_TASK_
When you reach the line in the data below that contains "126L281 120L277 140H302L308", please start repeating lines exactly, and stop after the line that contains "positive clicks: (352, 123)", repeating nothing else.
BEGIN SOURCE RECORDS
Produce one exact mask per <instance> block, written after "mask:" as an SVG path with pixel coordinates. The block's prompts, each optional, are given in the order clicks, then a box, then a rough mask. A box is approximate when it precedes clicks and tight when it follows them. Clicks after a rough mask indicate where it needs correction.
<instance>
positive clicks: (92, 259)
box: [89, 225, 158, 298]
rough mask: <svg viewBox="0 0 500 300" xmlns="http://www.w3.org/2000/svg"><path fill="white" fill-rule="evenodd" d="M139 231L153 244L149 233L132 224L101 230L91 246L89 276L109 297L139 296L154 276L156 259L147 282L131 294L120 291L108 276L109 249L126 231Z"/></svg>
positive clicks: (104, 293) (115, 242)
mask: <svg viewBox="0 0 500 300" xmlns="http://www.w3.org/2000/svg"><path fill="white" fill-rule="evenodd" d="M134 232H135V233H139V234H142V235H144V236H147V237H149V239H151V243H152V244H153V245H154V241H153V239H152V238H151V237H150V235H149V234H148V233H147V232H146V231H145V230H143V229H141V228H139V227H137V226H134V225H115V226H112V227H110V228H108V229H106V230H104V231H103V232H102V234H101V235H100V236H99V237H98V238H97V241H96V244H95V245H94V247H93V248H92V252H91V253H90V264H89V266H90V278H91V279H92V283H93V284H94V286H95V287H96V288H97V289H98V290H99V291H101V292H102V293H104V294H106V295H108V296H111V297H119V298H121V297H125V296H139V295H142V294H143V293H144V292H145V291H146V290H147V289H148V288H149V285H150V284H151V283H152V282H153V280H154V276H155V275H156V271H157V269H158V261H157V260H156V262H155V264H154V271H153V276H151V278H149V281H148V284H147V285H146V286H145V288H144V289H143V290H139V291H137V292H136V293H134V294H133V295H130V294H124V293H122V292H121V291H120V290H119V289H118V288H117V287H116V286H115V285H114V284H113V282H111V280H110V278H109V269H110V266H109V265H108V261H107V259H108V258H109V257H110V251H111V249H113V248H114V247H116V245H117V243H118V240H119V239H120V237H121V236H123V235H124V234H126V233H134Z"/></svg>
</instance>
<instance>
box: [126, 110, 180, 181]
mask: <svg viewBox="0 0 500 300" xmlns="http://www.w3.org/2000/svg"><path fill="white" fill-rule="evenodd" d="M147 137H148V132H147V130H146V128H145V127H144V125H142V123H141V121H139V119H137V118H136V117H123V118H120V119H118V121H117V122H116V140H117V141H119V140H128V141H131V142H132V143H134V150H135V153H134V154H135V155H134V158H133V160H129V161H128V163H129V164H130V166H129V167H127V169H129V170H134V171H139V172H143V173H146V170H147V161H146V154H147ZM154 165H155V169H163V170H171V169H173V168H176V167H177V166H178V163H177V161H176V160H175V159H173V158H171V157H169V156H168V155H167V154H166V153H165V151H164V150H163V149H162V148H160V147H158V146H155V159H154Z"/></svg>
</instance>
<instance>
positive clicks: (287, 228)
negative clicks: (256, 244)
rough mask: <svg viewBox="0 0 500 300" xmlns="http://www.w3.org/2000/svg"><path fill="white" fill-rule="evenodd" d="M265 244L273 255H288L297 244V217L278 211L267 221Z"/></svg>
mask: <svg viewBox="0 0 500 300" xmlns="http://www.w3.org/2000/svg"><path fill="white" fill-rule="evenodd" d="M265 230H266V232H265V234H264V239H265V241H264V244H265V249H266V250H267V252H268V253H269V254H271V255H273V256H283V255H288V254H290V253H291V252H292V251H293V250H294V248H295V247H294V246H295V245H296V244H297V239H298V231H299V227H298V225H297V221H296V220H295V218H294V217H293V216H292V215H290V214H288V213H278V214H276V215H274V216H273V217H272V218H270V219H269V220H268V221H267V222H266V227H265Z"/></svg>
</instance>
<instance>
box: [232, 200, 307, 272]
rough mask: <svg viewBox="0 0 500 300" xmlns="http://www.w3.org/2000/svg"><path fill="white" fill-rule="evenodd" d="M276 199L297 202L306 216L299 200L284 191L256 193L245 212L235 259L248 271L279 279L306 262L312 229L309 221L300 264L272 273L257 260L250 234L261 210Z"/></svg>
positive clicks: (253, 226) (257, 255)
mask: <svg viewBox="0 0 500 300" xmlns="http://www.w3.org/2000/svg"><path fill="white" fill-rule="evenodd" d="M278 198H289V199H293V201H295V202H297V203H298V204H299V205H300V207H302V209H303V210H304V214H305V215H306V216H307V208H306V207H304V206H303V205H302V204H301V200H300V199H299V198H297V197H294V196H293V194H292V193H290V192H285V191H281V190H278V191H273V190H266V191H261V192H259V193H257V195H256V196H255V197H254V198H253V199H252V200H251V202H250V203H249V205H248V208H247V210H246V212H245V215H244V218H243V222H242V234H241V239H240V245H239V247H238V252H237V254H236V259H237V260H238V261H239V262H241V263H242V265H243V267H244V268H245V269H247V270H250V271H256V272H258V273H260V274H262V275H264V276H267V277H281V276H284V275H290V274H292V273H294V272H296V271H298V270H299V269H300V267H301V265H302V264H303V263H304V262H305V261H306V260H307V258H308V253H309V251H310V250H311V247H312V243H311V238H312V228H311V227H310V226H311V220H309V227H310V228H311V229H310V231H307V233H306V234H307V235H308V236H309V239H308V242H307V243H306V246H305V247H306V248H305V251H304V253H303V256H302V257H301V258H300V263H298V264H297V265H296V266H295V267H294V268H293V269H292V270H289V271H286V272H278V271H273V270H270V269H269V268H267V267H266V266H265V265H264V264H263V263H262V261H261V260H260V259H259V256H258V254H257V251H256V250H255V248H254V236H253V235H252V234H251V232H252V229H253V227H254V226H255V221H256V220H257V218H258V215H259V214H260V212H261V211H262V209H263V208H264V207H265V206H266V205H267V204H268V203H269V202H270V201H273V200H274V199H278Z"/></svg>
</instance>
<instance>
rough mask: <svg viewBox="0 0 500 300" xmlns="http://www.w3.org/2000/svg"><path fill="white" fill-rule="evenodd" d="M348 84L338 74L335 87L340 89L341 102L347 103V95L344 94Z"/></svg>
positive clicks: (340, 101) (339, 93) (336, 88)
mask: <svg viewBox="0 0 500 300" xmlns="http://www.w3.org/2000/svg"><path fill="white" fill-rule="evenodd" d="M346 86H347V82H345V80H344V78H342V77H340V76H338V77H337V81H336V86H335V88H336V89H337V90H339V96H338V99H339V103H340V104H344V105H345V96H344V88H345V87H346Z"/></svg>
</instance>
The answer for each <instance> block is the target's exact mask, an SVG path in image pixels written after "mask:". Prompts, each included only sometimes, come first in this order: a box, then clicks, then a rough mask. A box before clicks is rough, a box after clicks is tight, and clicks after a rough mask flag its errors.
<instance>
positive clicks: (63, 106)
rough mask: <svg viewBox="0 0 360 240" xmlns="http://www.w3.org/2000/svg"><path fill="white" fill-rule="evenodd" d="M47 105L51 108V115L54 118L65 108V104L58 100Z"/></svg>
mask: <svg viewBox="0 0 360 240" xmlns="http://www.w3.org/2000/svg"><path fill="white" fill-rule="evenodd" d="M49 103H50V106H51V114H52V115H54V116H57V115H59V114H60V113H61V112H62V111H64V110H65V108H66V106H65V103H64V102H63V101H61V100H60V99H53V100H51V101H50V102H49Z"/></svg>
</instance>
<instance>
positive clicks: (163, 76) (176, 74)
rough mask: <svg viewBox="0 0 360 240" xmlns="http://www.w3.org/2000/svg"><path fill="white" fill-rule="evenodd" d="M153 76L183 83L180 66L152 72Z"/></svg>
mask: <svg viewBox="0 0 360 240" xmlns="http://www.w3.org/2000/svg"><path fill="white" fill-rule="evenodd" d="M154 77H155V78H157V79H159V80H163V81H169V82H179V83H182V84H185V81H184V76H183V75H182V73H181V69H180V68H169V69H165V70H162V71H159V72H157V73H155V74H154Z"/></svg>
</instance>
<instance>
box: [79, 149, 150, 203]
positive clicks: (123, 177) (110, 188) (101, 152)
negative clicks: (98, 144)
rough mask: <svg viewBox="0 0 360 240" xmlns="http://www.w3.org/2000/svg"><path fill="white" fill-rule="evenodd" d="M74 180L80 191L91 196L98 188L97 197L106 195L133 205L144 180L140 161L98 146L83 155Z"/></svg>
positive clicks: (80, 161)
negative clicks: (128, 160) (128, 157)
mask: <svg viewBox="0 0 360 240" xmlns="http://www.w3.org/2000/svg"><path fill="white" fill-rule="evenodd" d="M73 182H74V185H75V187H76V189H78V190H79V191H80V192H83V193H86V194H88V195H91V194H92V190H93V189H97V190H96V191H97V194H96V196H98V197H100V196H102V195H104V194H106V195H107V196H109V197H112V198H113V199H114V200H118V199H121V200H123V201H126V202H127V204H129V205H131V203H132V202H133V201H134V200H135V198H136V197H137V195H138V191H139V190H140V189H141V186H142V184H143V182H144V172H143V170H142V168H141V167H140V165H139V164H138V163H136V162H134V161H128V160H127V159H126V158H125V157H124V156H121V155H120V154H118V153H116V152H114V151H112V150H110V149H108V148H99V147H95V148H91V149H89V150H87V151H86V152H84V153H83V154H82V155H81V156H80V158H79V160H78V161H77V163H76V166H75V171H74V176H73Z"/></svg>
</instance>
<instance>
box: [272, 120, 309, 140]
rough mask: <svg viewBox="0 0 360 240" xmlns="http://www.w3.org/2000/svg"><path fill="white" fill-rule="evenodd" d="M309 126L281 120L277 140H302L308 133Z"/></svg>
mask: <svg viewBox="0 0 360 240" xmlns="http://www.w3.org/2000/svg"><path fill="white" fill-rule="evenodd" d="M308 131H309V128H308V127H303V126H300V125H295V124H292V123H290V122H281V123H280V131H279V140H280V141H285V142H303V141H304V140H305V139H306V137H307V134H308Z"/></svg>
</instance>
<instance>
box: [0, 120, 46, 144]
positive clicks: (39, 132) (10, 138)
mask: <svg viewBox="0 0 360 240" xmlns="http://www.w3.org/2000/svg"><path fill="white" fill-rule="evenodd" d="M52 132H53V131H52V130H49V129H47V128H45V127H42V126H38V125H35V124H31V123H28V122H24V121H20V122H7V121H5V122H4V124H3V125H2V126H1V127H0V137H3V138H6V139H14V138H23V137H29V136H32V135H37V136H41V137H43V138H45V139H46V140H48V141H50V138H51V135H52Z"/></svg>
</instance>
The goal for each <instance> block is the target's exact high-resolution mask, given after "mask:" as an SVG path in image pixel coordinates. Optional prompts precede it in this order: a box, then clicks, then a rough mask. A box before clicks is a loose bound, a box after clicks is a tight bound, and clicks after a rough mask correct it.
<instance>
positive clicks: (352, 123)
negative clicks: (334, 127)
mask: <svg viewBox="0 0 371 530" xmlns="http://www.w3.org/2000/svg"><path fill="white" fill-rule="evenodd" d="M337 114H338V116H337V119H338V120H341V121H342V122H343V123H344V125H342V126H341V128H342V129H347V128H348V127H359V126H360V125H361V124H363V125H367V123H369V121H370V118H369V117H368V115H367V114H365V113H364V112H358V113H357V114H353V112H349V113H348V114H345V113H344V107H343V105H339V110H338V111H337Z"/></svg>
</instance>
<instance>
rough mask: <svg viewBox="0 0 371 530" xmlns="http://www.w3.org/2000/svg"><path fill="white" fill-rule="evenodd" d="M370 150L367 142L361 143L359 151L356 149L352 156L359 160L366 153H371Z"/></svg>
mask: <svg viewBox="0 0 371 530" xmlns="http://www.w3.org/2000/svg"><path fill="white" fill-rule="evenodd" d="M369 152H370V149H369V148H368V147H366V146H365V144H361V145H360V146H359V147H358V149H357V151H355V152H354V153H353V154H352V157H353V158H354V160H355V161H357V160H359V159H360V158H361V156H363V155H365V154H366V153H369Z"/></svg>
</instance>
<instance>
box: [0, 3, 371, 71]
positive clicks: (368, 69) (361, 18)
END SOURCE RECORDS
_ANSWER SECTION_
rough mask: <svg viewBox="0 0 360 240" xmlns="http://www.w3.org/2000/svg"><path fill="white" fill-rule="evenodd" d="M309 126L281 120L277 140H302L308 133Z"/></svg>
mask: <svg viewBox="0 0 360 240" xmlns="http://www.w3.org/2000/svg"><path fill="white" fill-rule="evenodd" d="M308 131H309V128H308V127H303V126H300V125H295V124H292V123H290V122H281V123H280V131H279V140H280V141H285V142H303V141H304V140H305V139H306V137H307V134H308Z"/></svg>
</instance>
<instance>
box: [0, 120, 46, 144]
positive clicks: (39, 132) (10, 138)
mask: <svg viewBox="0 0 360 240" xmlns="http://www.w3.org/2000/svg"><path fill="white" fill-rule="evenodd" d="M52 132H53V131H52V130H49V129H47V128H45V127H42V126H38V125H35V124H31V123H28V122H24V121H20V122H7V121H5V122H4V124H3V125H2V126H1V127H0V137H3V138H6V139H14V138H23V137H29V136H32V135H37V136H41V137H43V138H45V139H46V140H48V141H50V138H51V135H52Z"/></svg>
</instance>
The goal for each <instance> block is the target's exact high-resolution mask, given after "mask:" as an SVG path in image pixel coordinates. Optional prompts precede it in this order: a box, then clicks, then a rough mask. A box before clicks is a loose bound, a box after clicks is a tight bound, and clicks after a rough mask correct it.
<instance>
positive clicks: (352, 123)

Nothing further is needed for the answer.